- [TEXT TO READ]
▬▬▬▬▬▬

A student was asked to analyse data for a term paper. She had received the data from her lecturer. It included study areas, plant species, species names and the frequency of animals found on the plants. The student then added information from the literature on the degree of specialization and other species characteristics for each of these animal species. The analysis revealed that none of the expected correlations could be found – the specialists were not very specialized, and some usually common species turned out to be very rare. Despite different methods of analysis, the results remained the same: neither the different plant species nor the study areas differed in the composition of the animal species.
Shortly before the work had to be handed in, it turned out that the species names in the table had slipped by two lines. Consequently, the connection between species and their locations and frequency had been broken. It was no longer possible to reconstruct exactly how and when the error had occurred, but the student had received the data in an already corrupted state and had worked with the incorrect data set from the outset. No further analysis could be conducted before the assignment was due, so her work was accepted despite being based on flawed data. After all, she had carried out all the required analyses and bravely discussed the (very unsatisfactory) results.
Such errors are unfortunately quite common, especially when data is saved and edited exclusively in spreadsheet programs such as Excel or LibreOffice. It is therefore very important to work exclusively with copies of the raw data, but never in the raw data itself. If data is to be re-sorted, selected or aggregated, programs such as OpenRefine, queries in relational databases (e.g. MariaDB, SQLite) or the use of R or Python scripts are recommended.
Source: Personal communication.

▬▬▬▬▬▬

[Location labeling records]

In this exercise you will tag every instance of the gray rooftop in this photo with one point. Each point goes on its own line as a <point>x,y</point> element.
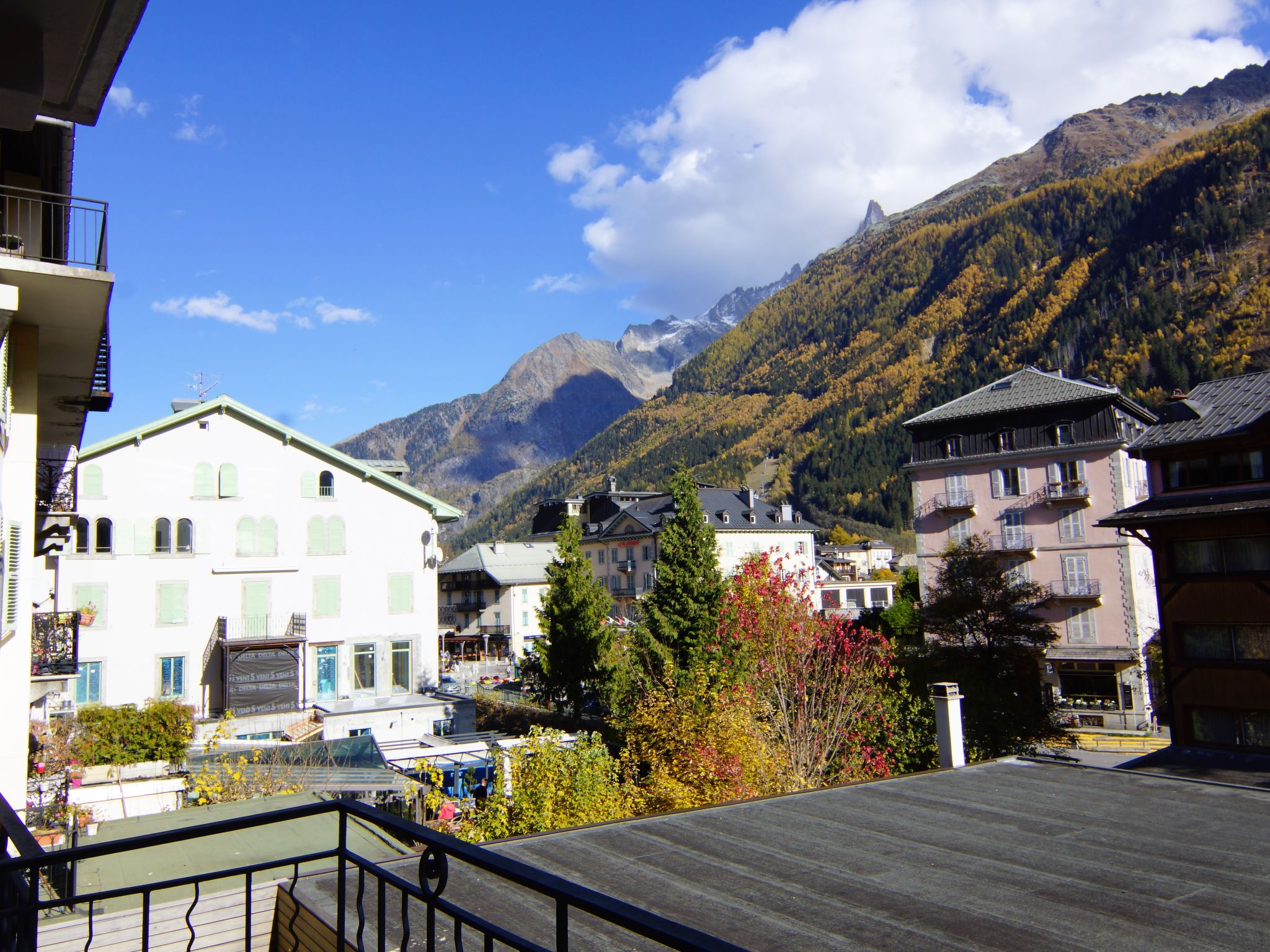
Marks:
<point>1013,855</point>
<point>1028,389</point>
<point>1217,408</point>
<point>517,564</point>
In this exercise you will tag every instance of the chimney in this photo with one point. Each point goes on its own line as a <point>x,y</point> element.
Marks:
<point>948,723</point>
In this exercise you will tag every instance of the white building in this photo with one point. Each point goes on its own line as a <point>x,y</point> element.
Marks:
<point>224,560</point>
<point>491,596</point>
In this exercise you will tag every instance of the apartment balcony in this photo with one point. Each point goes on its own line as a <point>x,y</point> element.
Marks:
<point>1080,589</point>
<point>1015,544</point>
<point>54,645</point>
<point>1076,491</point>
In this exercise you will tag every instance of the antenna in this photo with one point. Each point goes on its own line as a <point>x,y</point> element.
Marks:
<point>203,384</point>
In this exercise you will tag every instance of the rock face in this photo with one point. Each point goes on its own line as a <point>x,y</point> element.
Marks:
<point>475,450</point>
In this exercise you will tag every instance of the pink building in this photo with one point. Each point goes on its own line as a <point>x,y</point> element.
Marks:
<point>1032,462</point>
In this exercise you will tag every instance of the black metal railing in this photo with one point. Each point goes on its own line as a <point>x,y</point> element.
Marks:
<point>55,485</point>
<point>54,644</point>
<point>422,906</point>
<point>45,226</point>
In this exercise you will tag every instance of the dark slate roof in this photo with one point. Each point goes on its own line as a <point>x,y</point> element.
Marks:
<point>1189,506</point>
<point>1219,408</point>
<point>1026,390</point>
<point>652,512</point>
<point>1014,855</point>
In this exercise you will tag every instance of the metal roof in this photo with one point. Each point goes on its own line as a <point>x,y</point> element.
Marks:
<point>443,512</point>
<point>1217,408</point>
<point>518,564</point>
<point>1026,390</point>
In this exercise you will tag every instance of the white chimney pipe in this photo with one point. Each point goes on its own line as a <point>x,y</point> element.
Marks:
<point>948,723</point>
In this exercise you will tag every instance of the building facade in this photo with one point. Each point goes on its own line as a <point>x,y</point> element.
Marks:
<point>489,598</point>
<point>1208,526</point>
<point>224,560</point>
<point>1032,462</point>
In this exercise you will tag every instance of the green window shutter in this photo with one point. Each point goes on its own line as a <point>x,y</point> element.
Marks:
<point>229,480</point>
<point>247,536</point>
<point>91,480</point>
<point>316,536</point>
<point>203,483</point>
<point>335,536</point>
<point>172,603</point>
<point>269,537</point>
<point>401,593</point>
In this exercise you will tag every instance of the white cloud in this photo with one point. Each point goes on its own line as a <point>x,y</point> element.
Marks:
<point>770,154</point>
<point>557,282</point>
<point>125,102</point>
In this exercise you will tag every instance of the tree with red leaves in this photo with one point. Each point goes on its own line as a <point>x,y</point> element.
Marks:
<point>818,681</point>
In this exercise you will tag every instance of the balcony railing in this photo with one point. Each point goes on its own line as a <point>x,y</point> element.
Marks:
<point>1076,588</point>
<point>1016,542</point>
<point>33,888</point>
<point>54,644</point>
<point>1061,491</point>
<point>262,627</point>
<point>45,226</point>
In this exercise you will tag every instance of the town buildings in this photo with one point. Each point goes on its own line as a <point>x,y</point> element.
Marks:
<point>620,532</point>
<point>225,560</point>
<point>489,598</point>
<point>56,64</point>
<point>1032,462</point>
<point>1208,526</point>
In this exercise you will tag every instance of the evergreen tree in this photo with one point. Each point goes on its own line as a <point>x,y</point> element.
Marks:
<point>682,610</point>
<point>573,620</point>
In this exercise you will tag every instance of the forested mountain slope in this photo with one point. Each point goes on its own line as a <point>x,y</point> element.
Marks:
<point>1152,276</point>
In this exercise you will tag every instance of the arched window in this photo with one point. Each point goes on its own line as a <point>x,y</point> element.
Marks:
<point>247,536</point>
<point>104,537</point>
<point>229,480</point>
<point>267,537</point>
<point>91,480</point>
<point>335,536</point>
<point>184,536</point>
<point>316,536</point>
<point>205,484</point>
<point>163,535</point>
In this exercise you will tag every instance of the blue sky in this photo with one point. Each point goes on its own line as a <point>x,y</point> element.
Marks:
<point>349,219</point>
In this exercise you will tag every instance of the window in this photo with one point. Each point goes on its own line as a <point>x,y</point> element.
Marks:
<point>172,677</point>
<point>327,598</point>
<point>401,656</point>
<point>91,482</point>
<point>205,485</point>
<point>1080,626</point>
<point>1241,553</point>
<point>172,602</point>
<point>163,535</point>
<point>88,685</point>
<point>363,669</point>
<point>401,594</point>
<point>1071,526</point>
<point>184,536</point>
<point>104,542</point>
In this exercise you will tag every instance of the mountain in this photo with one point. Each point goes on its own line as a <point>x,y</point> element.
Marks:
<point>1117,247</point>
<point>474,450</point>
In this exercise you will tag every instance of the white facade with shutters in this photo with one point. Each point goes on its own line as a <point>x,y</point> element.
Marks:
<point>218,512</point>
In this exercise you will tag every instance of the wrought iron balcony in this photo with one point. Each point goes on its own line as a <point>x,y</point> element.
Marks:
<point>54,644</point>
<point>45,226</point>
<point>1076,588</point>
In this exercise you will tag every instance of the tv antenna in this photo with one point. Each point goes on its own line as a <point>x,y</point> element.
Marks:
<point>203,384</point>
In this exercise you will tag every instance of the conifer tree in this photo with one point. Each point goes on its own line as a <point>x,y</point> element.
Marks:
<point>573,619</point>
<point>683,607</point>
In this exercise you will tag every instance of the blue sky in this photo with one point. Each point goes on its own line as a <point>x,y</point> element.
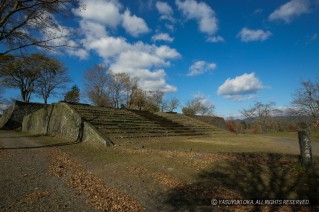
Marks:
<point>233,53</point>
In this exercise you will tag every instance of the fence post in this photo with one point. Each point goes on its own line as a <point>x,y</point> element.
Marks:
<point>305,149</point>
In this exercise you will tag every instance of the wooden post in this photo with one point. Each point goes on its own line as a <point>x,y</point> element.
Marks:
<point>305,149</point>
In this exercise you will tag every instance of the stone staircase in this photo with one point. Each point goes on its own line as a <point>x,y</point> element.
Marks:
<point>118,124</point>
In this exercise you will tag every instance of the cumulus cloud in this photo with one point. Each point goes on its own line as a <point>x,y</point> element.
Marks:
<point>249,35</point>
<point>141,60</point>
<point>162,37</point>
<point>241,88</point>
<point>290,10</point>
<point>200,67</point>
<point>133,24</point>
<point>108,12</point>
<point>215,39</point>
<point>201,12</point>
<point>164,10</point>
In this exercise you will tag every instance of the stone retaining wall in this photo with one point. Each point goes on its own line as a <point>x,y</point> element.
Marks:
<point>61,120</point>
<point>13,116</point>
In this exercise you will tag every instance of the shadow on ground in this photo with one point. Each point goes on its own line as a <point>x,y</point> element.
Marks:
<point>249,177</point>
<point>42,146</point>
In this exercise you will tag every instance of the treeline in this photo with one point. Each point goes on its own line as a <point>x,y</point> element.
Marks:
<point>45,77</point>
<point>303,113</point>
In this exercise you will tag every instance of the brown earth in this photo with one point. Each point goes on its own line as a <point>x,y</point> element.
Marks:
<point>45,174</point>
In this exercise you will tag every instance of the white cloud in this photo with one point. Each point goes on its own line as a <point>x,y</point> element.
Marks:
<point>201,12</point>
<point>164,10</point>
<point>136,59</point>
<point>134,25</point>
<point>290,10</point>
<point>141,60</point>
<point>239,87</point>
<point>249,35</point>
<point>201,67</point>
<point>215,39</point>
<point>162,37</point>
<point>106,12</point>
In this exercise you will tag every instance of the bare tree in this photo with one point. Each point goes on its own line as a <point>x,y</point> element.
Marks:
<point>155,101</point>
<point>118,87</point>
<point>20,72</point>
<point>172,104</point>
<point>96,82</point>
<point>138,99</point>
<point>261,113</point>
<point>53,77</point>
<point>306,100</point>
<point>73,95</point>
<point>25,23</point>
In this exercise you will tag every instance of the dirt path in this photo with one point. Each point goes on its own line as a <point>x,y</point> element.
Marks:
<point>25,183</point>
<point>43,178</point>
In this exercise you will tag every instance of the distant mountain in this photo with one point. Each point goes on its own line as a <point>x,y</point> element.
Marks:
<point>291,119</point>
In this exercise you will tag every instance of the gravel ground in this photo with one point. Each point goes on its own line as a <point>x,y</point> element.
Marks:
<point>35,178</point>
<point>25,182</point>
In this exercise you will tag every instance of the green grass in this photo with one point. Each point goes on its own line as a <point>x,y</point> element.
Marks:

▬▬▬▬▬▬

- [EXERCISE TASK] Write out the whole account of the shifted species names above, word for word.

- [TASK RESPONSE]
A student was asked to analyse data for a term paper. She had received the data from her lecturer. It included study areas, plant species, species names and the frequency of animals found on the plants. The student then added information from the literature on the degree of specialization and other species characteristics for each of these animal species. The analysis revealed that none of the expected correlations could be found – the specialists were not very specialized, and some usually common species turned out to be very rare. Despite different methods of analysis, the results remained the same: neither the different plant species nor the study areas differed in the composition of the animal species.
Shortly before the work had to be handed in, it turned out that the species names in the table had slipped by two lines. Consequently, the connection between species and their locations and frequency had been broken. It was no longer possible to reconstruct exactly how and when the error had occurred, but the student had received the data in an already corrupted state and had worked with the incorrect data set from the outset. No further analysis could be conducted before the assignment was due, so her work was accepted despite being based on flawed data. After all, she had carried out all the required analyses and bravely discussed the (very unsatisfactory) results.
Such errors are unfortunately quite common, especially when data is saved and edited exclusively in spreadsheet programs such as Excel or LibreOffice. It is therefore very important to work exclusively with copies of the raw data, but never in the raw data itself. If data is to be re-sorted, selected or aggregated, programs such as OpenRefine, queries in relational databases (e.g. MariaDB, SQLite) or the use of R or Python scripts are recommended.
Source: Personal communication.